● **YOUR TASK**
Change "fence pillar" to "gate post" throughout the entries below, and leave everything else the same.

Data taken from a collection:
╭──

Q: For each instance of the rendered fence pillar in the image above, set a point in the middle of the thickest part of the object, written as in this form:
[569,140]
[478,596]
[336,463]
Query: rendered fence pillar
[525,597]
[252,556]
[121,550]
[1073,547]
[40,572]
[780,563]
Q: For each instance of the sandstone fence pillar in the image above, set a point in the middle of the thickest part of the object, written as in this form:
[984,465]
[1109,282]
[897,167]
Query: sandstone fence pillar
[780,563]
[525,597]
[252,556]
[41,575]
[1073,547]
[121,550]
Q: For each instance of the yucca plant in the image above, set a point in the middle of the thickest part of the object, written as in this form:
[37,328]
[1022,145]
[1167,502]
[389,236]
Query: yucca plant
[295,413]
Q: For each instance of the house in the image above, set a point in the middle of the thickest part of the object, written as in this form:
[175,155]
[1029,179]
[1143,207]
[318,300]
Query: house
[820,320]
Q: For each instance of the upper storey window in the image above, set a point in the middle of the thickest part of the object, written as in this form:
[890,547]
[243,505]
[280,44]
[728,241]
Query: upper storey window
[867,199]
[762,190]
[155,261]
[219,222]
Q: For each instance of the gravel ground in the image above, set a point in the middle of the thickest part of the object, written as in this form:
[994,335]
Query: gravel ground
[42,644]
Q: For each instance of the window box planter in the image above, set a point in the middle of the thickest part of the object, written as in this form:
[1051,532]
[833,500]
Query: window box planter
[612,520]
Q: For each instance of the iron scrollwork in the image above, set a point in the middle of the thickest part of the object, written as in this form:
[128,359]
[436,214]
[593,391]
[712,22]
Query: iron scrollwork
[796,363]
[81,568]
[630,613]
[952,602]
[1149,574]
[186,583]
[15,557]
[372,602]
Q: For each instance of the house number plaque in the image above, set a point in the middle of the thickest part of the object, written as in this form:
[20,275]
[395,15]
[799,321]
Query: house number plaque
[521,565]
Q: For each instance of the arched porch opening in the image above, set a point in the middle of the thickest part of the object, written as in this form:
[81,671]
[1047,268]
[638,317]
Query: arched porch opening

╰──

● **CORRECT RESPONSE**
Q: For each instance of the rendered gate post in the image above, set a point in the middle of the thickest part of the object, written as in this form:
[569,140]
[478,596]
[336,463]
Query: rendered gate post
[525,597]
[252,556]
[121,550]
[1073,547]
[40,572]
[780,563]
Q: For each instance of the sandstone gate post in the image above, set a point in the middle of the thickest part of the object, written as in this form:
[984,465]
[1109,282]
[897,167]
Query: sandstone gate post
[780,563]
[525,597]
[252,556]
[41,575]
[1073,547]
[121,550]
Q: For each instance of the yucca plant in the image above, set a point in the middle of the thickest part of the object, written as in this form:
[37,328]
[1022,145]
[1167,502]
[389,236]
Query: yucca plant
[295,413]
Q: For each instance of the house in the image above, set a point in the middle of the thickest part of the object, written as in this form:
[175,155]
[1029,179]
[1143,207]
[318,300]
Query: house
[820,320]
Q: For each instance of the upper storey window in the image above, set a point in the middle of the thickest part of the object, written as in this form:
[890,547]
[243,505]
[280,44]
[728,241]
Query: upper storey window
[867,199]
[762,190]
[155,261]
[219,222]
Q: For each instance of the gravel ground in the image above, set a point in the middle of the thickest part of the object, written as in this form:
[994,335]
Query: gravel ground
[42,644]
Q: For each instance of the window box planter in the image above, set a point in the middle of the thickest part of the object, written as in this form:
[1051,532]
[833,500]
Query: window box planter
[612,520]
Q: For each instance of the iron scrollwork in the image above, set a point in the middle of the thickest part of the object, written as in this form:
[128,359]
[436,214]
[593,391]
[712,22]
Query: iron scrollwork
[796,363]
[81,568]
[630,613]
[952,602]
[1149,574]
[186,583]
[15,557]
[372,602]
Q: For each instance of the house number plaque in the image above, set a point in the middle of the thickest part of the object, written as in this form:
[20,275]
[395,15]
[799,321]
Query: house number plaque
[521,565]
Q: For each instance of the arched porch opening in the image above, set a point in the middle of the thickest part of the object, written as in this form:
[81,671]
[1047,268]
[638,317]
Query: arched porch opening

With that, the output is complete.